▸ WORK REQUIRED
Count the lines in the items below that contain the word "gray", and give only the number. Case matters.

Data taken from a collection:
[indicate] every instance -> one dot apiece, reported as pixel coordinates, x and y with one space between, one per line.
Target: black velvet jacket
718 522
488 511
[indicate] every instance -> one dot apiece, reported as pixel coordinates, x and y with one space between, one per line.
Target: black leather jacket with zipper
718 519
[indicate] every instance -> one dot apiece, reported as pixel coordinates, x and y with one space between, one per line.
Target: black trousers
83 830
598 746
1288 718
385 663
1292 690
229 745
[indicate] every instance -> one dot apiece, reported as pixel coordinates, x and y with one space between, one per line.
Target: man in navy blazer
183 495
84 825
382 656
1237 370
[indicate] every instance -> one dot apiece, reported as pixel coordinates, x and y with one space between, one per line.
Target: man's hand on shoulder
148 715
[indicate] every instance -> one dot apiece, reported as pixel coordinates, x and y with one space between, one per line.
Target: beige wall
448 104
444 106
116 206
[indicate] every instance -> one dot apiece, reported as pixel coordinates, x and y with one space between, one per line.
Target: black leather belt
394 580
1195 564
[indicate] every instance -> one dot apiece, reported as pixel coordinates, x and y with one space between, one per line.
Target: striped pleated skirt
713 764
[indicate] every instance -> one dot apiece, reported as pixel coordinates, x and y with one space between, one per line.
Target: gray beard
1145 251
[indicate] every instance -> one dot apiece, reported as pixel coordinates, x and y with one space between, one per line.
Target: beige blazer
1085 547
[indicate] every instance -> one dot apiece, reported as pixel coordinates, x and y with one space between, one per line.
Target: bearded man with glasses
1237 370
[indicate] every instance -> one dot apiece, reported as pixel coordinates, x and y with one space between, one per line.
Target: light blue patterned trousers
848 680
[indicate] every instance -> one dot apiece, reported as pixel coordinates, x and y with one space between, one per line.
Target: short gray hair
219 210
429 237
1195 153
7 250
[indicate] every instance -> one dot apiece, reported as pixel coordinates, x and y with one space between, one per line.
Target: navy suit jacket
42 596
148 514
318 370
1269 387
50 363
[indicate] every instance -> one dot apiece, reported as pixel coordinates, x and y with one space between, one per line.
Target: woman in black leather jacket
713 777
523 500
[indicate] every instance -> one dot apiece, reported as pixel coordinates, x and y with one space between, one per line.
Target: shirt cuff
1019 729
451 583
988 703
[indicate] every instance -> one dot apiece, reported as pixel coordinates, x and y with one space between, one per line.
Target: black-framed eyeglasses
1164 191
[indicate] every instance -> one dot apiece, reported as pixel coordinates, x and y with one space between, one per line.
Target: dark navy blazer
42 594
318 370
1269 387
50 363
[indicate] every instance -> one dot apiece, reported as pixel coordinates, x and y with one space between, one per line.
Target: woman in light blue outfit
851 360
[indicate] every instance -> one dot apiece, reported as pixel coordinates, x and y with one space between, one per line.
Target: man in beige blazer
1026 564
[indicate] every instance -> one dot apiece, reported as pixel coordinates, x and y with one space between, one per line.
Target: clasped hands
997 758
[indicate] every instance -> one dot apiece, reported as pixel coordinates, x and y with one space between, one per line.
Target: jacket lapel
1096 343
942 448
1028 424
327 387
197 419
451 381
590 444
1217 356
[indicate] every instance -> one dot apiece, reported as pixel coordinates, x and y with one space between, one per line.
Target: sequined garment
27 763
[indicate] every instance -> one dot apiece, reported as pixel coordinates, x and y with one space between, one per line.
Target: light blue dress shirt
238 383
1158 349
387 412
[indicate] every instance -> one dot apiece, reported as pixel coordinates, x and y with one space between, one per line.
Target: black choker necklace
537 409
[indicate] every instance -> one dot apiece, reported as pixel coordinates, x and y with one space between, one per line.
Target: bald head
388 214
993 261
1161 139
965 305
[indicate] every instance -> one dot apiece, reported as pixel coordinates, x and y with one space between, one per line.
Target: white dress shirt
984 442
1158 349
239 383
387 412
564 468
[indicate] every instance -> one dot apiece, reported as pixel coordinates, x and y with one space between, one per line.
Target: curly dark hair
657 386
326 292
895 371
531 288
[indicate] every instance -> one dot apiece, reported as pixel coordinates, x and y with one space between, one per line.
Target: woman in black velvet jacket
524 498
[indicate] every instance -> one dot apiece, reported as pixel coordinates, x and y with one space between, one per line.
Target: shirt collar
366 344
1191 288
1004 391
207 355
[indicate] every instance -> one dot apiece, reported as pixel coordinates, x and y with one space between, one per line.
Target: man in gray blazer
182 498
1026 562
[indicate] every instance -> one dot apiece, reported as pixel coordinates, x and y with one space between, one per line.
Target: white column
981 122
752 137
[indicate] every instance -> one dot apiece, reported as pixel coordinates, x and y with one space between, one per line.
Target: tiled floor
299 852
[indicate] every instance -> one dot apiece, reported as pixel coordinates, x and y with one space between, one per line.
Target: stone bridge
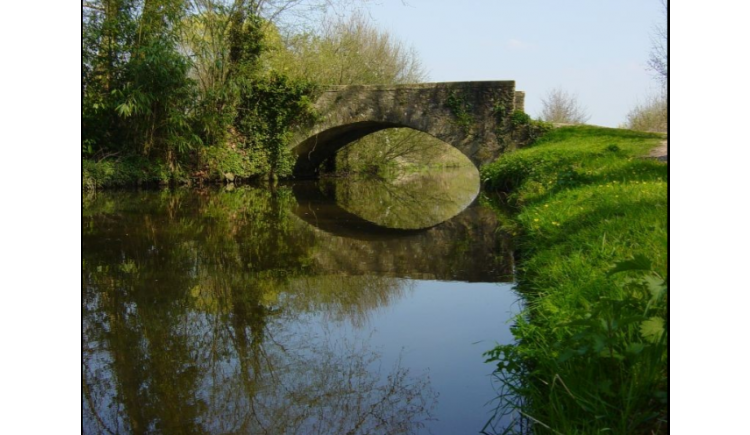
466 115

---

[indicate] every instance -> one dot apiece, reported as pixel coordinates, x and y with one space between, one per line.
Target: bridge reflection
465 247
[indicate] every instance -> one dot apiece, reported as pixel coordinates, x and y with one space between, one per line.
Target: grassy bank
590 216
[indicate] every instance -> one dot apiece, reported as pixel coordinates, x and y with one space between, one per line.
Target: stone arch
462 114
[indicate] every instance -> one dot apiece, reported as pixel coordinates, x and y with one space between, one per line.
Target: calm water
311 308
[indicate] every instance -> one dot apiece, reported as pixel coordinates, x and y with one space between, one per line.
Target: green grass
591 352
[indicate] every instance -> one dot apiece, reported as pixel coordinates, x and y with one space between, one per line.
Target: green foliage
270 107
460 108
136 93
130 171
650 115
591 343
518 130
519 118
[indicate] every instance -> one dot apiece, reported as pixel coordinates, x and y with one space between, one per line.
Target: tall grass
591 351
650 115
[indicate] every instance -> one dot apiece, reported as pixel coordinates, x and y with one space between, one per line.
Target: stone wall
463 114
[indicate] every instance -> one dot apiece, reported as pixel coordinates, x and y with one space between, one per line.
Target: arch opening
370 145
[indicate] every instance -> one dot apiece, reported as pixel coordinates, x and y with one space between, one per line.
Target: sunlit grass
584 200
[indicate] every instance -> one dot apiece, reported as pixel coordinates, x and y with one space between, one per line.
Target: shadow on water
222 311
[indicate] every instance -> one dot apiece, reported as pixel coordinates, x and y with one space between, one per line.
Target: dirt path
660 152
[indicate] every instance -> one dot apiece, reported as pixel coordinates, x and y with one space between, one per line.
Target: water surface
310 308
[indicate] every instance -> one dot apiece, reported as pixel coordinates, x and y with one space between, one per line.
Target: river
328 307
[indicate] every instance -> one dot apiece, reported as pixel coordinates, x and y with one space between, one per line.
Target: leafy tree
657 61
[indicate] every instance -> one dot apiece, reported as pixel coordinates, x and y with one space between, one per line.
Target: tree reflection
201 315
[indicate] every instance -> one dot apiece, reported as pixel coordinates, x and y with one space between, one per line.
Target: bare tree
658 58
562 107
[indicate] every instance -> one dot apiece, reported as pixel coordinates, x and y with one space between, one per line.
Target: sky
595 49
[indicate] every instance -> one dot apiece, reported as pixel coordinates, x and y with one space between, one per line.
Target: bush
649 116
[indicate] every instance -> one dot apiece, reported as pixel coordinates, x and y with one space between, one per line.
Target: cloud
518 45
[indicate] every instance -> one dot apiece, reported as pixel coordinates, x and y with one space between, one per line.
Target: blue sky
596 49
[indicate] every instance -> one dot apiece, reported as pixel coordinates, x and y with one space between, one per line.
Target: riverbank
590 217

▸ OUTPUT OF THE EXERCISE
3